- **Tareas por hacer**:
(1) Enumera todas las personas que se mencionan por su nombre en el texto sobre Alonso Salazar y Medellín.
(2) Prolonga el texto sobre Alonso Salazar y Medellín a partir de su última oración.

A Alonso Salazar también lo conocí en aquel viaje. En ese momento era alcalde de Medellín, pero una década atrás, en los noventa, durante los años de Pablo Escobar, Alonso había hecho una notable investigación de los chicos de los barrios marginales que se dedicaban al sicariato. No nacimos pa’ semilla, el libro resultado de su investigación, pertenece a una saga que Fernando Vallejo llevó a su máxima expresión con la novela La Virgen de los Sicarios. En No nacimos pa’ semilla, Alonso dice que “los sicarios suicidas, si así se les puede llamar, no son un producto exótico. Son el resultado de una realidad social y cultural que se ha desarrollado frente a los ojos impávidos del país”. De acuerdo con el escritor y político, los muchachos encontraban en la violencia y el narcotráfico una posibilidad de realizar sus anhelos y de ser protagonistas en una sociedad que les había cerrado las puertas. “El sicario pone en evidencia nuestra sociedad: ‘Para conseguir el billete se hace lo que sea’. Ellos son sólo la llaga, la manifestación externa de una enfermedad que recorre todo el cuerpo social”.
Cuando lo conocí y hablamos en su despacho de la alcaldía con vista a las bellas montañas de Medellín, le pregunté sobre qué había hecho él, ahora como gobernante, para abrir a esos muchachos las famosas puertas cerradas. Me habló, entre otras cosas, de un exitoso programa de televisión oficial llamado Arriba mi barrio, a través del cual visitaron zonas bastante inaccesibles debido a la violencia de ese tiempo. Al llegar, la gente les pedía que no se hablara de sus problemas, sino de sus orgullos, de sus calidades. Para ello ponían la calle más bonita para que el programa se transmitiera desde ahí y presentaban a los adolescentes trabajadores e interesados en el deporte o el arte. Estaban invocando que su dignidad y no sus desgracias fueran lo que conociera el resto de la ciudad, la cual imaginaba a los habitantes de estos “territorios del crimen” como auténticos monstruos. El resto de la ciudad los vio en directo y comenzó a entender la humanidad que había ahí. Medellín se conoció más. Supo cuál era su enfermedad y ahora es una ciudad que cambió los altos índices de violencia por los de la esperanza.

- **Datos proporcionados**:
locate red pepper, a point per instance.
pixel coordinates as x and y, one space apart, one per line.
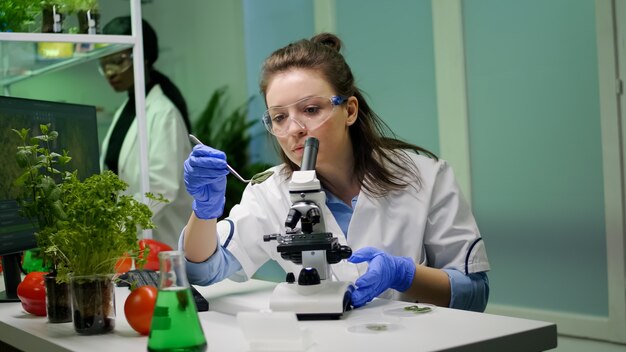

- **Respuestas**:
(1)
- Alonso Salazar
- Pablo Escobar
- Fernando Vallejo

(2)
Este admirable esfuerzo de León Muñoz representa algo parecido en medio de nuestra barbarie. Gracias a él podemos ver a muchachos mexicanos en una situación digna, aunque sepamos que su entorno está impregnado por una brusca vileza. Horizontales y verticales puede verse de muchas formas, por supuesto, pero por lo ambicioso del proyecto (los chicos retratados van desde Mérida hasta Los Cabos) y la calidad con la que se concreta, es posible decir que este libro permite que los mexicanos del mañana se conozcan. Que se miren y los miremos a los ojos. Que tratemos de descifrar sus sonrisas. Que los conozcamos y, por ende, que también nos conozcamos a nosotros mismos para iniciar de una vez el camino hacia el alivio.
No todo está perdido. Hay un mañana. Y hay unos mexicanos que se aproximan a él. Por aquí podemos asomarnos a verlos. Esos héroes nuestros ya vienen y parecen decirnos: Libraremos las trampas que nos ponga el futuro mexicano. Después de tanta muerte, la vida va a ganar.